[Texto fornecido]:
####################
O quadro clínico e laboratorial é semelhante ao de outras meningites bacterianas. O diagnóstico microbiológico nem sempre é fácil, sendo o S.Suis confundido por vezes com outros cocos Gram positivo, sobretudo com o Streptococcus viridans (1,8).
A meningite a S.Suis cursa precocemente com surdez neurosensorial e por vezes com disfunção vestibular. A surdez bilateral ou unilateral é sobretudo para frequências altas e está descrita em mais de 50% dos doentes, sendo mais rara a disfunção vestibular que cursa com vertigem e ataxia (8,10). Admite-se que o S. Suis induz graves alterações inflamatórias na cóclea, disrupção da barreira hemato-labirintica, perda de gânglios neurais, lesões perilinfáticas e labirintite supurativa e ossificante, não só durante a fase de bacteriémia como na de atingimento meníngeo (11,12).
A antibioterapia empírica aconselhada para as meningites bacterianas adquiridas na comunidade é adequada para o S.Suis que é sensível aos β-lactâmicos. O tratamento deve-se manter durante 2 semanas sendo de ponderar uma duração mais prolongada (4 a 6 semanas) pelo atingimento coclear e vestibular e pelo risco de recorrência. O uso de corticóides como adjuvante da antibioterapia parece reduzir o risco de surdez permanente.
A taxa de mortalidade da meningite a S.Suis é baixa, 3 a 6% dos casos, mas a surdez é uma sequela frequente atingindo mais de 50% dos doentes (1,9).
A prevenção da infecção passa pelo controlo dos contactos com porcos incluindo: uso de luvas e de pensos impermeáveis nas feridas cutâneas, lavagem das mãos após contactos e cozinhar a carne de porco até uma temperatura interior de 70ºC ou até o seu suco deixar de estar rosado (1,9,11).
A infecção a S.Suis constitui uma ameaça à saúde pública a exigir um diagnóstico precoce, um registo sistemático e a instituição de medidas preventivas. Em Portugal deve ser ponderada a sua declaração obrigatória e a inclusão nas doenças profissionais, à semelhança do que já é praticado noutros países europeus.
BIBLIOGRAFIA
1. Wertheim H, Nghia H, Taylor W, Schultz C. Streptococcus suis: An Emerging Human Pathogen. Clin Infect Dis 2009; 48:617-625.
####################
[Entradas do conjunto]:
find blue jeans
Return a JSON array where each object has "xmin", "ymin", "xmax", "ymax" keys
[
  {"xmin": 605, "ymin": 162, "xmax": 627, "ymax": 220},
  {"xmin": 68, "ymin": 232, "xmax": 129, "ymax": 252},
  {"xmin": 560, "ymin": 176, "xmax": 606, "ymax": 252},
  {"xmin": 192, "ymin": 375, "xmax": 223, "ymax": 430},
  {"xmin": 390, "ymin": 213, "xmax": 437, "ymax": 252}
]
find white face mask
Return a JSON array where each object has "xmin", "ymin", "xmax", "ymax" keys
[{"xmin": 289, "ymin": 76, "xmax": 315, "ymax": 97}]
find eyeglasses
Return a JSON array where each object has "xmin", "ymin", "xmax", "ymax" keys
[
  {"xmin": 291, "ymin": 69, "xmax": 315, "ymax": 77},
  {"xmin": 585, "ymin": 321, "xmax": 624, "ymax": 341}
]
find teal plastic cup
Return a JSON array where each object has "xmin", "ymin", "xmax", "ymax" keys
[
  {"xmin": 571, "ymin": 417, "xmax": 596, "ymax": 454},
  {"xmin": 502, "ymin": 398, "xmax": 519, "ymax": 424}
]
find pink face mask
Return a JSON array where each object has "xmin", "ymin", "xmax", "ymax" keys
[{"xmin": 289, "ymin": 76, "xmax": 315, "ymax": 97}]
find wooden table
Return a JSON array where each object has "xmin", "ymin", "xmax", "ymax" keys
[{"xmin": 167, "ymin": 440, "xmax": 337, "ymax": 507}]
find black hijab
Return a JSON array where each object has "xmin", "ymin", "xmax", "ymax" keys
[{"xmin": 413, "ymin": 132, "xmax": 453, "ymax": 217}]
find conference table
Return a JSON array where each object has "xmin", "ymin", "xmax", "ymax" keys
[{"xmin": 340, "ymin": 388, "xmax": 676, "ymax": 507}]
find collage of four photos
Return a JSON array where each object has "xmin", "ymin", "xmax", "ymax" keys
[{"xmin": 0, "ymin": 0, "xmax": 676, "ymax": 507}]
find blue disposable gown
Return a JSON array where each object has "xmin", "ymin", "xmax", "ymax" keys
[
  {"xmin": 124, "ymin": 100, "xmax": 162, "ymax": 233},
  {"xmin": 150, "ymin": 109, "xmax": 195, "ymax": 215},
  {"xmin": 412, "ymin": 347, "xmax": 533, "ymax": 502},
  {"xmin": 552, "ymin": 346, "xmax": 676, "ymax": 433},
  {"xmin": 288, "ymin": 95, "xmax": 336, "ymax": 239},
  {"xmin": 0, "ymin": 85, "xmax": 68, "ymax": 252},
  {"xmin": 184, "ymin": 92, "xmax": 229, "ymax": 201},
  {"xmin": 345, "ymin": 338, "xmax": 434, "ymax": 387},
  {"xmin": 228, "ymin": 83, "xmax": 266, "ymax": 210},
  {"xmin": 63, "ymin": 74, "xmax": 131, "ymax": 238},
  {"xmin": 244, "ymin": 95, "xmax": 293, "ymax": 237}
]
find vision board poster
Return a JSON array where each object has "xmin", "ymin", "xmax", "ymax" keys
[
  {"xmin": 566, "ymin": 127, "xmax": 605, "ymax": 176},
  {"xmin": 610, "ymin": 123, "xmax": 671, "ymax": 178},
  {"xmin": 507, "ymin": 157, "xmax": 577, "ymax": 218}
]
####################
[Perguntas a responder]:
1/ Segundo o texto sobre a meningite a S. suis, qual é a taxa de mortalidade dessa meningite?
2/ Por favor, transcreva literalmente o trecho do texto sobre a meningite a S. suis que vai de "A prevenção da" até "Dis 2009; 48:617-625.", incluindo essas palavras.
As entradas não são necessárias para as tarefas.

[Resultados por tarefa]:
1/ É baixa, de 3 a 6% dos casos.

2/
A prevenção da infecção passa pelo controlo dos contactos com porcos incluindo: uso de luvas e de pensos impermeáveis nas feridas cutâneas, lavagem das mãos após contactos e cozinhar a carne de porco até uma temperatura interior de 70ºC ou até o seu suco deixar de estar rosado (1,9,11).
A infecção a S.Suis constitui uma ameaça à saúde pública a exigir um diagnóstico precoce, um registo sistemático e a instituição de medidas preventivas. Em Portugal deve ser ponderada a sua declaração obrigatória e a inclusão nas doenças profissionais, à semelhança do que já é praticado noutros países europeus.
BIBLIOGRAFIA
1. Wertheim H, Nghia H, Taylor W, Schultz C. Streptococcus suis: An Emerging Human Pathogen. Clin Infect Dis 2009; 48:617-625.